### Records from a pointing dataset
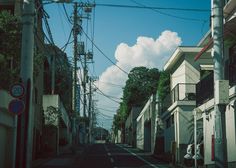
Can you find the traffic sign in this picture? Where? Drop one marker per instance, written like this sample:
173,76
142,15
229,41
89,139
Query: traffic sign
17,90
16,106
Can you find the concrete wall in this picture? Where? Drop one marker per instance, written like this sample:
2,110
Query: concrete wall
208,128
7,132
146,124
169,136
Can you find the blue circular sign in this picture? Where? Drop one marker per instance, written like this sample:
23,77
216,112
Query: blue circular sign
17,90
16,106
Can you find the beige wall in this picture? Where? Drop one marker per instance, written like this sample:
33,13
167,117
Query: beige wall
7,132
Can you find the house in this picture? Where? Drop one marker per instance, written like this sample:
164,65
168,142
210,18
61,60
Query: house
146,124
176,109
57,101
15,8
205,95
130,126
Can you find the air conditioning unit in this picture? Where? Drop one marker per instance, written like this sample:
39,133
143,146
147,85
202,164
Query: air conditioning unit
191,96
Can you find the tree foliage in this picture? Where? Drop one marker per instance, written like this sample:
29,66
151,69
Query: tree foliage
164,85
141,84
10,50
10,44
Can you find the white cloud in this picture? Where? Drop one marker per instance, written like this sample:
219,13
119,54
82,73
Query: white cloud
148,52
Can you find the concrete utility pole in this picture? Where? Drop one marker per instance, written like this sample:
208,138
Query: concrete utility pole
217,54
25,125
84,83
76,31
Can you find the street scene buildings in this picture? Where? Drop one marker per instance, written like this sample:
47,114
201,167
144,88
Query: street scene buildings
192,123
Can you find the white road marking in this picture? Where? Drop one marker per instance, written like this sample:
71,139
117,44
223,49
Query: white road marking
112,160
147,162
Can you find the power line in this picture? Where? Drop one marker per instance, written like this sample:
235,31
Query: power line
154,7
107,110
106,95
67,16
104,54
170,15
111,84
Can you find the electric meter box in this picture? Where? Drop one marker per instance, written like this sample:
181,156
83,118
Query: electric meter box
221,91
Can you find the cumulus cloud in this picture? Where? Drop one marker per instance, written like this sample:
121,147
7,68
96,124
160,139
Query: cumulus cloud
148,52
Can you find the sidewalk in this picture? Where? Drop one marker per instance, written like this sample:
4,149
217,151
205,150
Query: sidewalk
66,159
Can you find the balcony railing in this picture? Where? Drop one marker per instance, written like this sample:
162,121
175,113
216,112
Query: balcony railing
181,92
205,89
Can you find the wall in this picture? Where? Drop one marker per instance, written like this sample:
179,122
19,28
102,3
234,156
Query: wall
7,132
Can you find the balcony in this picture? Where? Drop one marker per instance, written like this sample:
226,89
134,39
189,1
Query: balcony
181,92
205,89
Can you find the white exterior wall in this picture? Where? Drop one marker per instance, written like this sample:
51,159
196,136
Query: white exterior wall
147,114
185,73
184,120
231,132
140,133
178,76
208,129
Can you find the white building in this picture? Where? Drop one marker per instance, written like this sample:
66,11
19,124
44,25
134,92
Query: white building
205,91
177,115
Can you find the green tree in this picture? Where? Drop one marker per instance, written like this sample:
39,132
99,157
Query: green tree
164,85
10,48
141,83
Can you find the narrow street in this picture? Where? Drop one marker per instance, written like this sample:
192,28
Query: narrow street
104,156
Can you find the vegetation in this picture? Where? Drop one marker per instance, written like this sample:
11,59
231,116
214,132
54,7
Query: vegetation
10,50
164,85
10,44
141,84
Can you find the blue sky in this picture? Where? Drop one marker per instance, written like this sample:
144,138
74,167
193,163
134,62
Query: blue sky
127,30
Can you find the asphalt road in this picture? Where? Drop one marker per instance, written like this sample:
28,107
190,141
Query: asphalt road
117,156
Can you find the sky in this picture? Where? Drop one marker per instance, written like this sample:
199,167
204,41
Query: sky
128,37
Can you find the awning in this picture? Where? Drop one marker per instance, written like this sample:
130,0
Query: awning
209,45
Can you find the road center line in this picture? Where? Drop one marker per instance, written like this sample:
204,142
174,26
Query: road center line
134,154
112,160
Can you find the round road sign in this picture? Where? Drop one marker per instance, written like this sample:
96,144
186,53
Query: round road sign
17,90
16,106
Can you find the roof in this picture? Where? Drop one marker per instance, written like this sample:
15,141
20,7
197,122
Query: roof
178,53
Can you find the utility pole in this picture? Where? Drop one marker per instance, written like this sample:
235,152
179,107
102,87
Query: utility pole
220,105
25,125
75,34
84,83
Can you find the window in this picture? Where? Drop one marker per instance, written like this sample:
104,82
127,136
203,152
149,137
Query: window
232,65
9,8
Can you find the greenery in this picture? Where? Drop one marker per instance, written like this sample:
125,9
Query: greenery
51,115
10,44
10,51
141,84
164,85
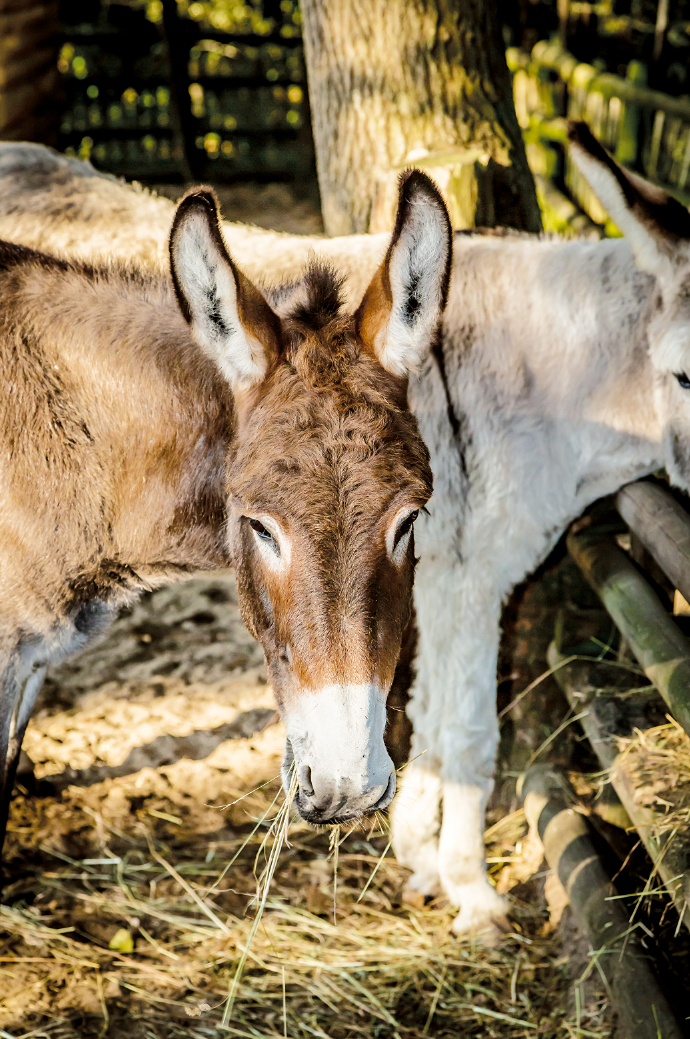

### Work required
Report every line of the data above that contains the string "circular", copying each such line in full. Count a line only when the letters match in case.

### Final result
Can you find the blue circular sign in this picture? Where? Drop one marker per instance, written like this sample:
Query: blue circular sign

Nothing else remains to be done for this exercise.